Task prompt: Write out the listing below word for word, leaving out the pictures.

Provided material:
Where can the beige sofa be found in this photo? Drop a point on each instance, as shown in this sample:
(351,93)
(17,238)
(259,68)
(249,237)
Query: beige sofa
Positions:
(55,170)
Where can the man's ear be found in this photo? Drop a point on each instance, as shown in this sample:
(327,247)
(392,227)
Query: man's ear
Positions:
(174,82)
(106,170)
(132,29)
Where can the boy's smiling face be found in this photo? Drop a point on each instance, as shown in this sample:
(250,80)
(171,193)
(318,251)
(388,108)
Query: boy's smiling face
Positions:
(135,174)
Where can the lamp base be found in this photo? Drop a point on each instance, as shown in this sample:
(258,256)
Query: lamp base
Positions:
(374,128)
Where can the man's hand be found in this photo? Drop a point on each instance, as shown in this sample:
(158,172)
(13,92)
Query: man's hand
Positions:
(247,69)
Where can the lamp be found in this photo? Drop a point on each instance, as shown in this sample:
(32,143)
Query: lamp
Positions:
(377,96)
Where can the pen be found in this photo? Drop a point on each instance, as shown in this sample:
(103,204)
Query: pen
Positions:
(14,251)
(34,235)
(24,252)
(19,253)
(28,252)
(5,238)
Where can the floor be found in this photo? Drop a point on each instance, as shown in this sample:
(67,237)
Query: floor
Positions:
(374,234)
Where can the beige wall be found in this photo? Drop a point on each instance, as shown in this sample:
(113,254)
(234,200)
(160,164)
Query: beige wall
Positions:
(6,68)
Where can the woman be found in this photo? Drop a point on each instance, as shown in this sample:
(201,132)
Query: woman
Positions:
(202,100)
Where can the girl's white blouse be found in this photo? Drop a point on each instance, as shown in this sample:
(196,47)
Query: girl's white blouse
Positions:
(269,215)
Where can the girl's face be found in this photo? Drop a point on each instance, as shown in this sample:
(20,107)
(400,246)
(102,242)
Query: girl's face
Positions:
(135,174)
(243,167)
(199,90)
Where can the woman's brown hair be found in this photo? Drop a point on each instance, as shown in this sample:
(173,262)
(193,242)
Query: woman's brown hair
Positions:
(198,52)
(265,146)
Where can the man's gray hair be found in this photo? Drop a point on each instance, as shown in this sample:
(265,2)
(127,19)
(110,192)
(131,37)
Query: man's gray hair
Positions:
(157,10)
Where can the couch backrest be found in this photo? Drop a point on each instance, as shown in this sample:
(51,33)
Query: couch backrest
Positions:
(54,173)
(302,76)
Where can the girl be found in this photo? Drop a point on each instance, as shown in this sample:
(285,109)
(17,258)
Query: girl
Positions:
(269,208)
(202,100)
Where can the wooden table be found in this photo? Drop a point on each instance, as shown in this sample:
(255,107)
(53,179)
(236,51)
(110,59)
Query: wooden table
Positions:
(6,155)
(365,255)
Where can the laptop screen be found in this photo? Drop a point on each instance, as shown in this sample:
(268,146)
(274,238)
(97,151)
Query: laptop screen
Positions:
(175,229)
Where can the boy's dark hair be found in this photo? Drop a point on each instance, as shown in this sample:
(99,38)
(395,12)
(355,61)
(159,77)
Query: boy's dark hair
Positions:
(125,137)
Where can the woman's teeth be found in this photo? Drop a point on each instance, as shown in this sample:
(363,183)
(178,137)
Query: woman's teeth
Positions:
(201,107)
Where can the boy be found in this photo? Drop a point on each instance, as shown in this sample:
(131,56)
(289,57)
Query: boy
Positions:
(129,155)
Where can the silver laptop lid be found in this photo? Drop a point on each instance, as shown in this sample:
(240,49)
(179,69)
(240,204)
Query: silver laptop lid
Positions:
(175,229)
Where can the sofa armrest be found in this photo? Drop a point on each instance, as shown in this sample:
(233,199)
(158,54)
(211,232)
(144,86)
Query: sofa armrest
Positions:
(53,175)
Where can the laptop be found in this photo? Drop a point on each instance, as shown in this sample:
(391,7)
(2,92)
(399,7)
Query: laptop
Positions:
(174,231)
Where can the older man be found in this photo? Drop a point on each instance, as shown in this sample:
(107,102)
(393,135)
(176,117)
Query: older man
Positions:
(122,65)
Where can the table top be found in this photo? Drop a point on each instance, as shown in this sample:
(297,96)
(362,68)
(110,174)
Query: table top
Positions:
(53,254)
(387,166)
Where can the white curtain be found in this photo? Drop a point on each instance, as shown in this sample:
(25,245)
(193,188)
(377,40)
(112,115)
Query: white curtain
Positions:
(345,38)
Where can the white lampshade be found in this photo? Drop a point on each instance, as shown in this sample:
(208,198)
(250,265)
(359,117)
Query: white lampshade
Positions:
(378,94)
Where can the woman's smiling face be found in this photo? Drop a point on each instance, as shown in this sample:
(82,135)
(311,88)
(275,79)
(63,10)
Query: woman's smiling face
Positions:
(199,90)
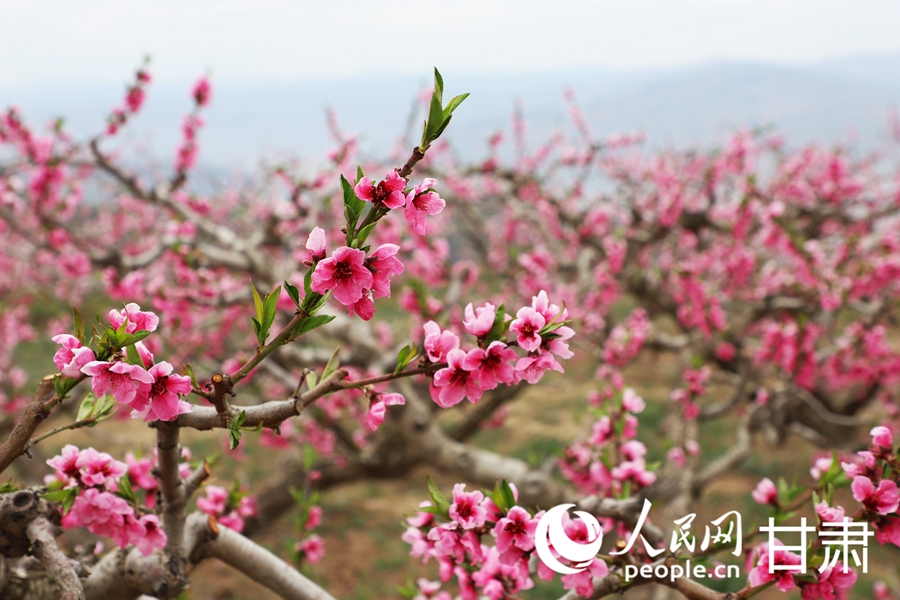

Output below:
Where can the beige sofa be found in this photo? Drop a point on each instance, as shown in this sample:
(351,93)
(17,238)
(259,68)
(249,237)
Query: beige sofa
Positions:
(55,170)
Where can the man's ear be found in this photo? Drop a point on each instance, as shown in this sample:
(327,247)
(392,227)
Query: man's ear
Positions:
(174,82)
(106,170)
(132,29)
Where can the boy's smiling face be found in this photo? Drop a point on each instance, as shown in this sample:
(250,80)
(171,193)
(318,251)
(388,108)
Query: boy's smiling face
Positions:
(135,174)
Where can the lamp base be found in this photo? Drop a point on each instance, as shown in this sample:
(258,256)
Query: lamp base
Positions:
(374,128)
Where can the man's hand be found in this photo? Drop a point on each instance, as shown in this sample:
(158,172)
(13,92)
Query: man's hand
Positions:
(247,69)
Where can the lamp be found in this photo? Drop a point on each instance, as shown in this sample:
(32,143)
Query: lamp
Positions:
(377,96)
Where can the pen be found in this photo? Drop a point on each instance, as shown in this sample:
(103,204)
Query: pen
Positions:
(14,251)
(34,235)
(24,252)
(19,253)
(28,252)
(5,238)
Where can the floor be found in this photo? Drop a point on each instance, as shown in this sample:
(67,237)
Query: floor
Positions:
(374,234)
Where can the beige wall be found in this photo? Drop a point on each instance, as shown in this sample:
(113,254)
(234,200)
(160,164)
Query: beige wall
Positions:
(6,68)
Where can the woman be found in this photo? Drop a point on each instance, as shown in this sample:
(201,132)
Query: woman
Positions:
(202,100)
Where can the girl's white blouse be found in this photo? Drop a point on each instance, as shown in this sample:
(196,47)
Query: girl's white blouse
Positions:
(269,215)
Where can the girl's face be found in this photo? Drop a point on each instance, as shown in this sample:
(20,107)
(400,246)
(102,242)
Query: girl's face
Positions:
(135,174)
(243,167)
(199,90)
Where can the woman's brown hair be found in this photo? Drop a point on each instance, as shown in this sample:
(173,262)
(193,242)
Query: woman's brown hair
Positions:
(198,52)
(265,146)
Where can the man's gray hair be found in this photo? Drop a point on each instance, as shown in this sample:
(265,2)
(127,19)
(110,192)
(131,37)
Query: man's gray hair
Positions:
(157,10)
Where can the couch backrest be found in this photo? Drop a point on each instance, as shown in this sample:
(51,33)
Query: couch backrest
Positions:
(54,173)
(302,76)
Where can the girl be found in this photo? Drop a point on each instance, as shown in this sample:
(285,109)
(17,258)
Query: girl
Positions:
(269,208)
(202,100)
Where can the wooden table be found in this photo? Drop a point on each instance, as shown in this sample:
(255,107)
(53,179)
(236,51)
(110,59)
Query: wooden table
Positions:
(6,155)
(365,255)
Where can the laptop screen be found in this photo? Drop a point on each instance, as shown in this sample:
(268,146)
(274,238)
(97,151)
Query: laptop screen
Positions:
(175,229)
Where can the boy's dark hair be found in this photo? Drop a point on each instance, as shown in this sample:
(99,38)
(395,12)
(355,61)
(159,77)
Query: boy's dark hair
Positions:
(125,137)
Where can the woman's teeth be found in this photo? Drop a point on each instance, as shown in this sample:
(363,183)
(178,137)
Query: woman's teeth
Positions:
(201,107)
Where can the boy be found in this photo? Drop a point on each instance, as shown in this sample:
(131,56)
(289,57)
Query: boy
Positions:
(129,155)
Where can the silver laptop lid be found in this photo? Drop a point on each instance, as shown in this sample:
(240,49)
(179,69)
(240,204)
Query: silver laptop lid
Positions:
(175,229)
Where can the sofa armrest be found in this photo? Drop a point on each instance, as shown in this sample:
(233,199)
(158,54)
(211,232)
(144,86)
Query: sofa armrest
Positions:
(53,175)
Where can the laptop be found in this photo? Drop a point on each instance, as shown in this sample:
(391,7)
(2,92)
(399,7)
Query: laptop
Positions:
(174,231)
Where can the older man be found in this photo? Drop a point on each instance, as shown in this sample:
(107,102)
(393,135)
(176,117)
Query: older man
Positions:
(122,65)
Where can the table top be found in this photo? Drop a point on each instance, as shown in this sample:
(297,96)
(362,68)
(110,174)
Query: table top
Positions:
(53,254)
(387,166)
Where can the white curtain be found in this photo? Drop a point on each instance, as shown in this sample:
(25,245)
(193,188)
(377,40)
(112,115)
Query: white curtain
Positions:
(345,38)
Where can the white lampshade be found in this photo? Drop a point on each instance, as shown in this sample:
(208,198)
(250,265)
(359,117)
Query: white lampshade
Positions:
(378,94)
Where can the woman's smiling face be found in this photo? Drop a point on each instance, as shown in this sample:
(82,135)
(311,88)
(275,79)
(63,10)
Query: woman's smiling face
Positions:
(199,90)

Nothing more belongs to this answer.